--- Start Passage given ---

In its response, the government expressed a concern about the potential overlap of probation under criminal law and regulation, and that is an appropriate concern. It is noteworthy that Bill C-45 would require the court to consider whether another body would be more suitable to supervise the corporation. There is no need for the court to get involved in overseeing changes in a corporation's safety practices, for example, if a territorial or provincial occupational health and safety department is already doing so. Such an agency has trained inspectors and expertise that the courts lack.

Finally, the bill would give the court the power to require the corporate offender to inform the public of the offence, the sentence imposed, and the remedial measures being undertaken by the corporation.

Cheryl Edwards in her article on Bill C-45 in the August 22 edition of Lawyers Weekly called this possibility the most interesting of the proposed creative sentencing options. She wrote:

Imagine a court directing the posting of a criminal conviction and sentence prominently on a corporate website, in a corporate annual report, or in the news media. For many organizations the resulting profound impact on public relations and public image would far outweigh any monetary penalty.

--- End Passage given ---
--- Start Supplied records ---

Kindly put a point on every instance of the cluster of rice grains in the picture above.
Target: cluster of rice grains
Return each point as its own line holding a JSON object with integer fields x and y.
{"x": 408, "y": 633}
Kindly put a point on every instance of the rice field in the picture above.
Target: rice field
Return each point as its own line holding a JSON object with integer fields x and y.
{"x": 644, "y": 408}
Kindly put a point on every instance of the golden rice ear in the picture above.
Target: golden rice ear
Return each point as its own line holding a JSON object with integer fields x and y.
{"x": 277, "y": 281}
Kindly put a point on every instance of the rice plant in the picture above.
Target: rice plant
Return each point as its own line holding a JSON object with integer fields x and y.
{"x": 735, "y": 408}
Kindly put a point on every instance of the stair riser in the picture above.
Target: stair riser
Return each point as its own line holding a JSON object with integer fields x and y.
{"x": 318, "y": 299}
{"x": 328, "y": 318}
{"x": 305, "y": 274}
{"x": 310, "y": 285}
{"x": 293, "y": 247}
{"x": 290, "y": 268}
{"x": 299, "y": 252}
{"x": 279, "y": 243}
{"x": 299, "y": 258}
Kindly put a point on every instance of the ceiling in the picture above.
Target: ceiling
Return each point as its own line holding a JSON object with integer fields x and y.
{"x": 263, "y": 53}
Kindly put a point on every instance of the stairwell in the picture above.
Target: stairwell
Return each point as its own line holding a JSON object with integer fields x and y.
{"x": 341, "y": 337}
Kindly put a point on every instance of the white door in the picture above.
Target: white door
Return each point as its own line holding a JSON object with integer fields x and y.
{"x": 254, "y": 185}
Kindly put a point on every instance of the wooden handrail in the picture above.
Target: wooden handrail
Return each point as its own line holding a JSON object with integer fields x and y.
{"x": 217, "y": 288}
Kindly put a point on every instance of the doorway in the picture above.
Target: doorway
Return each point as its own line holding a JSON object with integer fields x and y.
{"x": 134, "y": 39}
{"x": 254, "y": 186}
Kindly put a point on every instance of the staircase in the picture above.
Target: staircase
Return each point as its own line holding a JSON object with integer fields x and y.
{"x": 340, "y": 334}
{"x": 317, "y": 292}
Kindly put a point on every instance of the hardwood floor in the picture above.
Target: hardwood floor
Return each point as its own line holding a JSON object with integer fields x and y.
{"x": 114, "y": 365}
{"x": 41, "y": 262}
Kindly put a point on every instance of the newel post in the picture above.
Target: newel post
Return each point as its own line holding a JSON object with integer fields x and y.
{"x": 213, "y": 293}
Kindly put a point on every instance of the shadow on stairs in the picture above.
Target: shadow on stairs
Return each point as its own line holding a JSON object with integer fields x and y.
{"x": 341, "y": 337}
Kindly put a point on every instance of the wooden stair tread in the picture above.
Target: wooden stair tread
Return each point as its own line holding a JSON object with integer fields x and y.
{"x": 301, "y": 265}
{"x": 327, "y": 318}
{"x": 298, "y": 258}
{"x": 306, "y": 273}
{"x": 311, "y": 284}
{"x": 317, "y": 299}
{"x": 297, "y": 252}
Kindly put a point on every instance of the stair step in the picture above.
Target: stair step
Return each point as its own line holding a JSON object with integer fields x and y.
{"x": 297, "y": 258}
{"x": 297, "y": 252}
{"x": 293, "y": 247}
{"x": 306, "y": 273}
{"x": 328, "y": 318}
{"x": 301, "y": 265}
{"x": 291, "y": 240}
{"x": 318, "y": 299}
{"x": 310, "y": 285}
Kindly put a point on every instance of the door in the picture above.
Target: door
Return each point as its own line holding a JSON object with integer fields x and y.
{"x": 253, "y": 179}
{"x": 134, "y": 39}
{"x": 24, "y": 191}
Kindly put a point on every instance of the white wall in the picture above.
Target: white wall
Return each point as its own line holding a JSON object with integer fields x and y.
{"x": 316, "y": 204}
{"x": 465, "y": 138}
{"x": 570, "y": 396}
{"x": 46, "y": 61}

--- End Supplied records ---

To be done:
#1 In the passage on Bill C-45, who called the power to require public notice of the offence the most interesting of the proposed creative sentencing options?
#2 Extract the passage on Bill C-45 word for word, from "Finally, the bill" up to and including "by the corporation.".
The location labeling items are separate material and have no connection to the passage on Bill C-45.

Solutions per task:
#1 Cheryl Edwards, in her article on Bill C-45 in the August 22 edition of Lawyers Weekly.

#2
Finally, the bill would give the court the power to require the corporate offender to inform the public of the offence, the sentence imposed, and the remedial measures being undertaken by the corporation.